**Source passage**:
·····

We anticipate our operating expenses will increase as we undertake our plan of operations. The increase will be attributable to administrative and operating costs associated with developing and commercializing our technology and our continued reporting obligations with the Securities and Exchange Commission.

 

Our other expenses increased to $155,934 for the three months ended December 31, 2014, as compared with other expenses of $0 for the three months ended December 31, 2013. Our increase in other expenses was mainly attributable to interest expense of $238,496, which is offset by a gain in the change in fair value due to derivative warrant and debt liability of $88,362.

 

Our other expenses increased to $10,374 for the six months ended December 31, 2014, as compared with other expenses of $0 for the six months ended December 31, 2013. Our increase in other expenses was mainly attributable to interest expense of $246,449, which is offset by a gain in the change in fair value due to derivative warrant liability of $255,875.

 

We incurred a net loss of $708,044 for the three months ended December 31, 2014, compared with a net loss of $316,353 for the three months ended December 31, 2013. Our net loss for the three months ended December 31, 2013 consisted of $47,342 from continuing operations, and $269,011 attributable to discontinued operations.

 

We incurred a net loss of $1,249,878 for the six months ended December 31, 2014, compared with a net loss of $334,604 for the

six months ended December 31, 2013. Our net loss for the six months ended December 31, 2013 consisted of $56,692 from continuing operations, and $277,912 attributable to discontinued operations.

 

We have not attained profitable operations and are dependent upon obtaining financing to continue with our business plan. For these reasons, there is substantial doubt that we will be able to continue as a going concern.

 

Liquidity and Capital Resources

 

As of December 31, 2014, we had total current assets of $120,041, consisting of cash and prepaid expenses. We had current liabilities of $1,113,475 as of December 31, 2014. Accordingly, we had negative working capital of $993,434 as of December 31, 2014.

 

Operating activities used $1,034,347 in cash for the six months ended December 31, 2014, as compared with $10,646 for the six months ended December 31, 2013. Our negative operating cash flow for the six months ended December 31, 2014 was mainly attributable to our net loss for the period and a gain on derivative liability, offset by the amortization of derivative debt discount and a decrease in prepaid expenses.

 

6
 

 

Financing activities for the six months ended December 31, 2014 provided $911,684 in cash, as compared with cash flows provided by financing activities of $301,296 for the six months ended December 31, 2013. Our positive cash flow for the six months ended December 31, 2013 was mainly the result of contributed capital, and the positive cash flow for the six months ended December 31, 2014 was the result of proceeds from related party debt, offset by payments on related party debt, and from convertible notes payable.

·····

**Record list**:
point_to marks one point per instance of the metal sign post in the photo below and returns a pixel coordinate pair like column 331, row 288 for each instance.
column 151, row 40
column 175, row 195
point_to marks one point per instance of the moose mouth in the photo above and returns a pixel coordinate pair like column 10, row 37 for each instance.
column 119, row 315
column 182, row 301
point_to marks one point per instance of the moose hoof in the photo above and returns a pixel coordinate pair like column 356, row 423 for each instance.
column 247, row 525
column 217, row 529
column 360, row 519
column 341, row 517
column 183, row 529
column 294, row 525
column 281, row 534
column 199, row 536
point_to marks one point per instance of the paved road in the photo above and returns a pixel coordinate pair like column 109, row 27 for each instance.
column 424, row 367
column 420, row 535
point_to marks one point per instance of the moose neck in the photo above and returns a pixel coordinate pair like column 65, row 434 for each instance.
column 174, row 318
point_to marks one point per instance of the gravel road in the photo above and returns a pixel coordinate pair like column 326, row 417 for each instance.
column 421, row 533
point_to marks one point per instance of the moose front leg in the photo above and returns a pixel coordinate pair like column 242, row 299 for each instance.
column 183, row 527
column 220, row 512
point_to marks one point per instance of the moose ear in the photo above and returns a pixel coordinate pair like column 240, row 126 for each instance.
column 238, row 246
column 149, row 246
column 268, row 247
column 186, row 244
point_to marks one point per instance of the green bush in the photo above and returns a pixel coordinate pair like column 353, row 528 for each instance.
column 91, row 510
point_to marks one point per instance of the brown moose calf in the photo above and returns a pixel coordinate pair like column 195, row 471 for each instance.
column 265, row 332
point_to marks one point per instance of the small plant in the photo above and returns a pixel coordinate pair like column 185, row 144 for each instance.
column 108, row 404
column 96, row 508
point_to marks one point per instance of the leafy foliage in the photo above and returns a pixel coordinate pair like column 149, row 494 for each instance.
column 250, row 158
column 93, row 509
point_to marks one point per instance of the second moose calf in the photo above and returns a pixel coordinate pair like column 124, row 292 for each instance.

·····

**What you will do**: Write out the financial results passage again, beginning at the words "We anticipate our" and stopping after "and Exchange Commission.", and change "plan of operations" to "business plan". These rows come from a different source.

**Task solution**:
We anticipate our operating expenses will increase as we undertake our business plan. The increase will be attributable to administrative and operating costs associated with developing and commercializing our technology and our continued reporting obligations with the Securities and Exchange Commission.